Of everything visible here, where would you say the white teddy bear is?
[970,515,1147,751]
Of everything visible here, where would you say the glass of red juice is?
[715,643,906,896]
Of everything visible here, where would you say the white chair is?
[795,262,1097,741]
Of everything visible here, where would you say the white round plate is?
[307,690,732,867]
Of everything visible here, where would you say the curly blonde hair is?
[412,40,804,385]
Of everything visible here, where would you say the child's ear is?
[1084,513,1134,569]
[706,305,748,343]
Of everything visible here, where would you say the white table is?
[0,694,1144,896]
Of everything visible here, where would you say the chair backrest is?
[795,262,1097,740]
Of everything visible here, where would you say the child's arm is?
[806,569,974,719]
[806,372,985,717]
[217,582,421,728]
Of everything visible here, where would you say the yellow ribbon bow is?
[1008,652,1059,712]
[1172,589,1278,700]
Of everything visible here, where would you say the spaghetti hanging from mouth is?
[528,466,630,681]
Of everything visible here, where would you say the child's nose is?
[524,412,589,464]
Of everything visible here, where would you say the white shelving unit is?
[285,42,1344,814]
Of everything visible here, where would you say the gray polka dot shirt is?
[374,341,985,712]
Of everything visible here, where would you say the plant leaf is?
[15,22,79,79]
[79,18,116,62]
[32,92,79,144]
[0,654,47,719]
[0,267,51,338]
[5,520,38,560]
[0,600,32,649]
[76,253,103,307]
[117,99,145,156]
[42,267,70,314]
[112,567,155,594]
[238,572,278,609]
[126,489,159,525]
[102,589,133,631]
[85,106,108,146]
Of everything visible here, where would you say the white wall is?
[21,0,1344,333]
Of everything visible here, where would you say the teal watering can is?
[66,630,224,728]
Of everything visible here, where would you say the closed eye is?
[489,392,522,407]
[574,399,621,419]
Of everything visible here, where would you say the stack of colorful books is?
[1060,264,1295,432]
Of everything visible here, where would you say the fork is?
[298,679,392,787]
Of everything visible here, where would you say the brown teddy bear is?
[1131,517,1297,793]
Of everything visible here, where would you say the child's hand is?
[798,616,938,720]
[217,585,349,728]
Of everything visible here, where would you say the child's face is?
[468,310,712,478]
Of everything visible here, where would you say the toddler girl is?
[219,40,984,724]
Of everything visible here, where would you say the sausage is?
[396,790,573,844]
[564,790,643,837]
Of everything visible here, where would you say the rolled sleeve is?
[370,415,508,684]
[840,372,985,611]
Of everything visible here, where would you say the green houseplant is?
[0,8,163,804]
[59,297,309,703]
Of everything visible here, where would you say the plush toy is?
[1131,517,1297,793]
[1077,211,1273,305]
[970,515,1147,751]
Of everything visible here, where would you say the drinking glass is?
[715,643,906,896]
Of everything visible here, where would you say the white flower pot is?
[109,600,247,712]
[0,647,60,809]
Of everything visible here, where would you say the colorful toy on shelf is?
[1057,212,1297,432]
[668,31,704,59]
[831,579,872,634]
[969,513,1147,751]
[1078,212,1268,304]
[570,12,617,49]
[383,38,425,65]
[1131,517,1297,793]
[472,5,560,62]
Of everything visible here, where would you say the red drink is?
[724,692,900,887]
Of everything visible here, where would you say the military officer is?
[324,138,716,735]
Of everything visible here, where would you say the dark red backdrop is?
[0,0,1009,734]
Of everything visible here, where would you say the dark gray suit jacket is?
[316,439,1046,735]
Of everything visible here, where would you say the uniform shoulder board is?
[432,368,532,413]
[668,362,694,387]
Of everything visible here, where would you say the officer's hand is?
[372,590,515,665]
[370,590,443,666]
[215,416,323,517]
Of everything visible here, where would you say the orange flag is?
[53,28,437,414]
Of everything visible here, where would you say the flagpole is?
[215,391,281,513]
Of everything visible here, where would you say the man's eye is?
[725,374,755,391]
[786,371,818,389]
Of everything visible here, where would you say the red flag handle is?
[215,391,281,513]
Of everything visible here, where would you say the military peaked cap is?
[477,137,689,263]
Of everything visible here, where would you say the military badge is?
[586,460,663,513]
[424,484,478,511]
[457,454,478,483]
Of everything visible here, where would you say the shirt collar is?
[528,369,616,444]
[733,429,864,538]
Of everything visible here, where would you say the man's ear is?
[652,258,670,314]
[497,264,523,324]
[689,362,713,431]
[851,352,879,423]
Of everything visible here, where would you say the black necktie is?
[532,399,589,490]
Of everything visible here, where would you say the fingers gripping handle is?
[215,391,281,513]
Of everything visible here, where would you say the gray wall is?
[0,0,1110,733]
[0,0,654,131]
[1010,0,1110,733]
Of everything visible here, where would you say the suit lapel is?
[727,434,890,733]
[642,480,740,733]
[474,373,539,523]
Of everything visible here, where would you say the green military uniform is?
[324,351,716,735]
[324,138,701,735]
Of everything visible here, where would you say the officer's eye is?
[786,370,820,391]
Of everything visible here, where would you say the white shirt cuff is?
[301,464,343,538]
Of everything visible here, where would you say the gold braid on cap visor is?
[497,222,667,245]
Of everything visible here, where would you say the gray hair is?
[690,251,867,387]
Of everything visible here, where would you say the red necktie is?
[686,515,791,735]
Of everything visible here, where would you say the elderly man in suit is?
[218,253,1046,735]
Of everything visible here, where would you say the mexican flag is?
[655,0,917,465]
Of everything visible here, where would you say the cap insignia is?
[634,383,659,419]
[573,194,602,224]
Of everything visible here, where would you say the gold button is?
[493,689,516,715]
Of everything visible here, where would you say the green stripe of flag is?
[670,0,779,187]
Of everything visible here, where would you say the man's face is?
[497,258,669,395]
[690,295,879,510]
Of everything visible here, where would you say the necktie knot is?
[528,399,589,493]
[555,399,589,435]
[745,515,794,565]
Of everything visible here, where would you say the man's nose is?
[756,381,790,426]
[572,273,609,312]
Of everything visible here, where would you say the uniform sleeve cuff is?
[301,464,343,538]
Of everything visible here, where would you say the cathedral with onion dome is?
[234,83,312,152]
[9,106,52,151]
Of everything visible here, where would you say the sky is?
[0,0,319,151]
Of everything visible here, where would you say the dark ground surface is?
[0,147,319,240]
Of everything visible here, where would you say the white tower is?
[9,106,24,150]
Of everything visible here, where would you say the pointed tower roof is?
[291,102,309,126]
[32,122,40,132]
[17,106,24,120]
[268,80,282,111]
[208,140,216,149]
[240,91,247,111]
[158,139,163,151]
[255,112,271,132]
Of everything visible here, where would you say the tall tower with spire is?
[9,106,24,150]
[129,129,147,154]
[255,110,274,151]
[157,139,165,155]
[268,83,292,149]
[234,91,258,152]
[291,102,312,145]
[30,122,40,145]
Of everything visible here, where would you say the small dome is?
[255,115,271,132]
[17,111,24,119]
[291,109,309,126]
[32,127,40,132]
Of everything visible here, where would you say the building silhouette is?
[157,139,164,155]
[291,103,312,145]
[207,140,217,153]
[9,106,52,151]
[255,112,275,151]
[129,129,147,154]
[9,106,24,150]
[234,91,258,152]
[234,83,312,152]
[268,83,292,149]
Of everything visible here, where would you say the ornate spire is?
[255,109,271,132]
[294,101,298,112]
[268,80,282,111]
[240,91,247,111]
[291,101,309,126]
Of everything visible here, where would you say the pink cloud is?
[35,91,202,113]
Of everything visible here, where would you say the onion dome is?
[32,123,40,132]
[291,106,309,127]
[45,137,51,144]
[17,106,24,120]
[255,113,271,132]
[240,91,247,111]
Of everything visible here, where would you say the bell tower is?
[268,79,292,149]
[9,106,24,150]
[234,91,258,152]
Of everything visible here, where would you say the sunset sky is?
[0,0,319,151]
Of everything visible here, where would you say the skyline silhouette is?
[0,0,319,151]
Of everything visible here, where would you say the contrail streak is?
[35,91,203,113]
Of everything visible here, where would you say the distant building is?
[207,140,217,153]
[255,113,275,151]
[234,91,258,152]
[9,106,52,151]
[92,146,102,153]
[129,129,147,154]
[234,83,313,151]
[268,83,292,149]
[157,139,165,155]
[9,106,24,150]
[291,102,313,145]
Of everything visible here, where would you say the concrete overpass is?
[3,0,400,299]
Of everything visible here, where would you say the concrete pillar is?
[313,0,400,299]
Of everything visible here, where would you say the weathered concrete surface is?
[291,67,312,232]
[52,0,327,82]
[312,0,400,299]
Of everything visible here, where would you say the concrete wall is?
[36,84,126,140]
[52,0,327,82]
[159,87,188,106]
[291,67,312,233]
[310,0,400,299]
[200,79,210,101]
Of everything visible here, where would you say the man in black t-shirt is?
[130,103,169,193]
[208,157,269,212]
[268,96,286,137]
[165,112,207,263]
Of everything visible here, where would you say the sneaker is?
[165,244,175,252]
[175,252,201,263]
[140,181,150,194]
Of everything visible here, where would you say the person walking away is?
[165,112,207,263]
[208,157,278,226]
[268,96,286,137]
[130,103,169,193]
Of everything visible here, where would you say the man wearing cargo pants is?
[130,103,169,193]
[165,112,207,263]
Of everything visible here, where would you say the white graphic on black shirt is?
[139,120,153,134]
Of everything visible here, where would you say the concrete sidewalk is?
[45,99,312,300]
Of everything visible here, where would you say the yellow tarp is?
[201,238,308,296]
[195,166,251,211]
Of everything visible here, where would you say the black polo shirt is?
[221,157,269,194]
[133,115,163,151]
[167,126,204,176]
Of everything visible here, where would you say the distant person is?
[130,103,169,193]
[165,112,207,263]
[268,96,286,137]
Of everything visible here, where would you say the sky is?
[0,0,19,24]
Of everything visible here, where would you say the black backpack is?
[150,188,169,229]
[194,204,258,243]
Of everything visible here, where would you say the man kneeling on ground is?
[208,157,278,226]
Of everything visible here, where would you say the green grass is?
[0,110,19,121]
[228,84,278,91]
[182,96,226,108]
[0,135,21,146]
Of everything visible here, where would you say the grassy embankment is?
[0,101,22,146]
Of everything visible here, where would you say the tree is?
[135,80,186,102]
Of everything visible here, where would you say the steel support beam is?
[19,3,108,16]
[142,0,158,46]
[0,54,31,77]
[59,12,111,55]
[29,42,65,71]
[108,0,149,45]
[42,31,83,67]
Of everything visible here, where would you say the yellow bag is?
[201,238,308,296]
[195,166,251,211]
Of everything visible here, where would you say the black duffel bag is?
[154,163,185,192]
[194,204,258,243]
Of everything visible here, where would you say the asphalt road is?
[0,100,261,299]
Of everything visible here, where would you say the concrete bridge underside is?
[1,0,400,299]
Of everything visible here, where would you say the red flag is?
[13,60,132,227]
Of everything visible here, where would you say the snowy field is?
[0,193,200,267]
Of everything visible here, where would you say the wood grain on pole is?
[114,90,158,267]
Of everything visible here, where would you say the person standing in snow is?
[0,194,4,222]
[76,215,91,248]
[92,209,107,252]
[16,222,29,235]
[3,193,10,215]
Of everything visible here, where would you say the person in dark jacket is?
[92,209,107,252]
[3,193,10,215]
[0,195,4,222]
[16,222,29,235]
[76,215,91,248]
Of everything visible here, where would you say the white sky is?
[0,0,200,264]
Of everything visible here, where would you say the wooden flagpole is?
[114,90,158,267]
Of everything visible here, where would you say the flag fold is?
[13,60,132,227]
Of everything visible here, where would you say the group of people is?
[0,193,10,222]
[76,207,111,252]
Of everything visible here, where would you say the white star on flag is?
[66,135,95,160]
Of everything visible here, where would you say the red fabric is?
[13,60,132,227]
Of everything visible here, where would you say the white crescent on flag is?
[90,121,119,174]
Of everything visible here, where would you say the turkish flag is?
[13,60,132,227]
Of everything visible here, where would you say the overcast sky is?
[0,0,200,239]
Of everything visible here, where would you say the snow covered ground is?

_What this task involves:_ Count how many lines in the items above contain the string "distant", treating uppercase and lowercase as different, and reply with the number only.

_Expected answer:_ 2